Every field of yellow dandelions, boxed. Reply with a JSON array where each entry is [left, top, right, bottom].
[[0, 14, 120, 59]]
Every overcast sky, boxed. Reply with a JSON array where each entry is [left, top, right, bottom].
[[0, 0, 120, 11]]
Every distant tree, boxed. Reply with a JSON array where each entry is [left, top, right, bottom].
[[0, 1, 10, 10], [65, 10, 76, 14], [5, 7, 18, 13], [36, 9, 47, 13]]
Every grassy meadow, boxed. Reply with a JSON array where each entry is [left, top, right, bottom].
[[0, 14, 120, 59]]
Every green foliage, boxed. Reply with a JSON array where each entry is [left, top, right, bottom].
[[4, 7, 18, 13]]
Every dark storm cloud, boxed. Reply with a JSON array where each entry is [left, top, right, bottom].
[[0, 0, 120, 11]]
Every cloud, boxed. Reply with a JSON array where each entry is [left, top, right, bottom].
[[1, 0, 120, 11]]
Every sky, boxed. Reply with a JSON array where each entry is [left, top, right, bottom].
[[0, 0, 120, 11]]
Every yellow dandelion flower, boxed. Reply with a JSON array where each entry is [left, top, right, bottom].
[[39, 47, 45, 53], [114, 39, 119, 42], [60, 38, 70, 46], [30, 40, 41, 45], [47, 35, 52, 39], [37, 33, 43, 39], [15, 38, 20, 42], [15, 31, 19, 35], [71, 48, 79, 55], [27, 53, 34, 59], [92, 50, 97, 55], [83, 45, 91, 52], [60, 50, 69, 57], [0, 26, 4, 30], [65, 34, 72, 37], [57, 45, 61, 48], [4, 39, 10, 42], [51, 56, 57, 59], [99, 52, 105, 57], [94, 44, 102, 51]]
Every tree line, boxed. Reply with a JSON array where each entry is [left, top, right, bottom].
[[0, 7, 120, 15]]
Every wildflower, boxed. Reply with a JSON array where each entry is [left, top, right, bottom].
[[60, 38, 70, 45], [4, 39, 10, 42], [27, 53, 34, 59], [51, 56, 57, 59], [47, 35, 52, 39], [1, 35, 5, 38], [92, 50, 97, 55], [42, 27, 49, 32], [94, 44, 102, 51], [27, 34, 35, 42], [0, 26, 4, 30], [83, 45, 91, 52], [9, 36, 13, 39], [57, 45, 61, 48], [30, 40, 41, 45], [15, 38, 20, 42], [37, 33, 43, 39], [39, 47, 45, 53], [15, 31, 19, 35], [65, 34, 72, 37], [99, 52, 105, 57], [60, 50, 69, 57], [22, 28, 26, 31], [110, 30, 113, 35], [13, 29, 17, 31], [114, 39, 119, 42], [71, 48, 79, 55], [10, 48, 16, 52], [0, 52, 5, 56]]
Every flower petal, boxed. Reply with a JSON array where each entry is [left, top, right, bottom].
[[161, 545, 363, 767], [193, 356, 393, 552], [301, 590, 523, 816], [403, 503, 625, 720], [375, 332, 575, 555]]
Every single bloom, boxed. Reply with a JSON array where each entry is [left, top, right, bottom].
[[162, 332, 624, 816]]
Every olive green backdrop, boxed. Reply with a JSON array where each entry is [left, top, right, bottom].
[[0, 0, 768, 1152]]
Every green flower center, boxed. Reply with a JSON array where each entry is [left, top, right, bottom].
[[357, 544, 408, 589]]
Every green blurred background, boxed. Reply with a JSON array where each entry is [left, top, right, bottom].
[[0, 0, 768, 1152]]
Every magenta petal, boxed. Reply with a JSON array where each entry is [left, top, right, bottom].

What the task requires ▸
Can you rewrite every row above as a JSON list of strings, one string per line, with blank lines left out?

Result of this exercise ▸
[
  "Every field of yellow dandelions, boxed. Reply with a JSON array where each entry is [left, top, right, bottom].",
  "[[0, 14, 120, 59]]",
  "Every overcast sky, boxed. Reply with a JSON array where each entry is [left, top, right, bottom].",
  "[[0, 0, 120, 11]]",
  "Every distant tree, boxed. Reply with a JSON array where each entry is [left, top, right, bottom].",
  "[[0, 1, 10, 10], [65, 10, 76, 14], [5, 7, 18, 13], [36, 9, 47, 13]]",
  "Every grassy meadow, boxed. Reply with a JSON array where each entry is [left, top, right, bottom].",
  "[[0, 14, 120, 59]]",
  "Every green foliage, boxed. Reply with a JSON array where each entry is [left, top, right, bottom].",
  "[[4, 7, 18, 13]]",
  "Every dark storm cloud, boxed. Reply with a JSON array where each entry is [left, top, right, bottom].",
  "[[0, 0, 120, 11]]",
  "Every cloud, boxed. Reply with a JSON array where each entry is [left, top, right, bottom].",
  "[[1, 0, 120, 11]]",
  "Every sky, boxed. Reply with a JSON array where each entry is [left, top, right, bottom].",
  "[[0, 0, 120, 11]]",
  "Every yellow dandelion flower, boxed. Reply with a JSON array where each entry is [left, top, right, bottom].",
  "[[39, 47, 45, 53], [114, 39, 119, 42], [60, 38, 70, 46], [30, 40, 41, 45], [47, 35, 52, 39], [37, 33, 43, 39], [15, 38, 20, 42], [15, 31, 19, 35], [71, 48, 79, 55], [27, 53, 34, 59], [92, 50, 97, 55], [83, 45, 91, 52], [60, 50, 69, 57], [0, 26, 4, 30], [65, 34, 72, 37], [57, 45, 61, 48], [4, 39, 10, 42], [51, 56, 57, 59], [99, 52, 105, 57], [94, 44, 102, 51]]",
  "Every tree line, boxed. Reply with a JSON array where each entry is [left, top, right, bottom].",
  "[[0, 7, 120, 15]]",
  "Every wildflower, boxed. Reply with a JSON array where each entry is [left, top, right, bottom].",
  "[[60, 38, 70, 45], [4, 39, 10, 42], [27, 53, 34, 59], [51, 56, 57, 59], [47, 35, 52, 39], [1, 35, 5, 38], [92, 50, 97, 55], [42, 27, 49, 32], [94, 44, 102, 51], [27, 34, 35, 42], [0, 26, 4, 30], [83, 45, 91, 52], [9, 36, 13, 39], [57, 45, 61, 48], [30, 40, 41, 45], [15, 38, 20, 42], [37, 33, 43, 39], [39, 47, 45, 53], [15, 31, 19, 35], [65, 34, 72, 37], [99, 52, 105, 57], [60, 50, 69, 57], [22, 28, 26, 31], [110, 30, 113, 35], [13, 29, 17, 31], [114, 39, 119, 42], [71, 48, 79, 55], [10, 48, 16, 52], [0, 52, 5, 56]]",
  "Every flower petal, boxed. Reply with a JSON array where each entry is [left, top, right, bottom].",
  "[[161, 545, 363, 767], [193, 356, 393, 552], [301, 590, 523, 816], [403, 503, 625, 720], [375, 332, 575, 555]]",
  "Every single bloom, boxed. Reply with a JSON array where each entry is [left, top, right, bottom].",
  "[[162, 332, 624, 816]]",
  "Every olive green backdrop, boxed. Reply with a JSON array where each entry is [left, top, right, bottom].",
  "[[0, 0, 768, 1152]]",
  "Every green flower center, boxed. Reply with a JSON array where each entry is [left, top, right, bottom].",
  "[[357, 544, 408, 589]]",
  "Every green blurred background, boxed. Reply with a JSON array where each entry is [left, top, right, bottom].",
  "[[0, 0, 768, 1152]]",
  "Every magenta petal, boxed. Reply with a JSON array where each entry is [left, top, right, bottom]."
]